REQUIRED WORK: Copy the article on immunity passports from "Immunity passports for" up to and including "raging novel coronavirus.", swapping "vaccine" for "jab".

Immunity passports for jobs, marriage, travel: Will this be our post-Covid-19 world?

The novel coronavirus and Covid-19, the disease caused by it, are here to stay perhaps forever. There is no medicine to treat the disease at this point of time. A vaccine against the virus is in the process of trial. The world has its fingers crossed.

But governments have to function and find a way to keep economies running. This is what sustains the livelihood of people, whose life is at risk due to the raging novel coronavirus.

The Covid-19 outbreak has posed a difficult choice between life and livelihood. Until now, governments world over chose to protect life over livelihood by imposing lockdowns. Now, the focus is shifting to livelihood with the hope that hospitals save the lives at risk.

But how do we go about livelihood sustaining economy that includes jobs and travel. Who should travel? Who can be allowed to work in public? The touchstone test here is to find out who poses the least danger of spreading the infection and who is least vulnerable.

This brings the governments to the idea of an ‘immunity passport’, of some kind. Conversation around immunity passports got serious in the latter half of April, when the World Health Organisation (WHO) warned against the idea.

Still, some countries have actually gone ahead with the idea. China launched this “immunity passport” in February on an experimental basis with the help of tech giant Alibaba. By April, it had been implemented in most parts of China as the country lifted its lockdown.

To travel in China, one needs to have a favourable health code – a colour scheme. People have to fill in their personal information including name, phone number, passport number or national identity number, share health-related information, travel history, known contact with a coronavirus positive person and the like.

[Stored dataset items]

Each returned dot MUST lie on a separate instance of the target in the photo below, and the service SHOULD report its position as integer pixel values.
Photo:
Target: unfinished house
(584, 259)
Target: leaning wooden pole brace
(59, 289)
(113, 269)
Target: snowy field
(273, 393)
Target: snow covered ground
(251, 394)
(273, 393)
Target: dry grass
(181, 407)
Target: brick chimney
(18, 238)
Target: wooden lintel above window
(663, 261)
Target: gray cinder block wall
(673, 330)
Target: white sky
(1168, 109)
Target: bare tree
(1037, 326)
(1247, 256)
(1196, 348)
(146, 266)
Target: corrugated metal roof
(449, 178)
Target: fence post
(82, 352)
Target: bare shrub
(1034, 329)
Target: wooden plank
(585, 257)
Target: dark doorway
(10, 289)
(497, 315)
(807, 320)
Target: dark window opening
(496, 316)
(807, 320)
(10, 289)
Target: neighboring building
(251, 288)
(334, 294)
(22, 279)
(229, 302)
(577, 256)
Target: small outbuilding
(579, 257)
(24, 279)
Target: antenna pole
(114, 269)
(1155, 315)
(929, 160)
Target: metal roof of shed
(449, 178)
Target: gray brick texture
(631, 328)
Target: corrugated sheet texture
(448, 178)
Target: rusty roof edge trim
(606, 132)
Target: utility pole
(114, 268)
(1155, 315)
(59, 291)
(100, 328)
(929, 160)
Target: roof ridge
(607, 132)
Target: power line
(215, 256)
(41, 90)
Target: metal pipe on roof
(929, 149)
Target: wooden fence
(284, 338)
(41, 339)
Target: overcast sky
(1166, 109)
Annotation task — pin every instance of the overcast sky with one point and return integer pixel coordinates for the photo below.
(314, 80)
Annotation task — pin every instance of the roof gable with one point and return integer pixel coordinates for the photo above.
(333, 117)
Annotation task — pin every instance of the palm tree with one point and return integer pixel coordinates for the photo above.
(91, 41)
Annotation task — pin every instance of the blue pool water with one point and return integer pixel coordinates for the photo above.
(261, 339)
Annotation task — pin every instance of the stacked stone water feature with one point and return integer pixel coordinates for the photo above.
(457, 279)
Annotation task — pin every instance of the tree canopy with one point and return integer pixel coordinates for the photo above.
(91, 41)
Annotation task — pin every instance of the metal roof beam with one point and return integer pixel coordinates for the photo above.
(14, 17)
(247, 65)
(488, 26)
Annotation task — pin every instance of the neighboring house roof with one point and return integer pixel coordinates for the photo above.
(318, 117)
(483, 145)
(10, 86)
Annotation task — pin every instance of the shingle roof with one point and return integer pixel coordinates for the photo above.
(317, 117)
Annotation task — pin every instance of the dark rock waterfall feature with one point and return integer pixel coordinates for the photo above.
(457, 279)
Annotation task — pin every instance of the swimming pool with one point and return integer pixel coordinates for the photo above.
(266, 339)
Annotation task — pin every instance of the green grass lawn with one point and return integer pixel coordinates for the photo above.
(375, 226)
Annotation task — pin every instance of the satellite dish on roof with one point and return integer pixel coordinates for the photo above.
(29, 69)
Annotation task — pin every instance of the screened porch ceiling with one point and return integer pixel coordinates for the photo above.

FINISHED EXERCISE:
Immunity passports for jobs, marriage, travel: Will this be our post-Covid-19 world?

The novel coronavirus and Covid-19, the disease caused by it, are here to stay perhaps forever. There is no medicine to treat the disease at this point of time. A jab against the virus is in the process of trial. The world has its fingers crossed.

But governments have to function and find a way to keep economies running. This is what sustains the livelihood of people, whose life is at risk due to the raging novel coronavirus.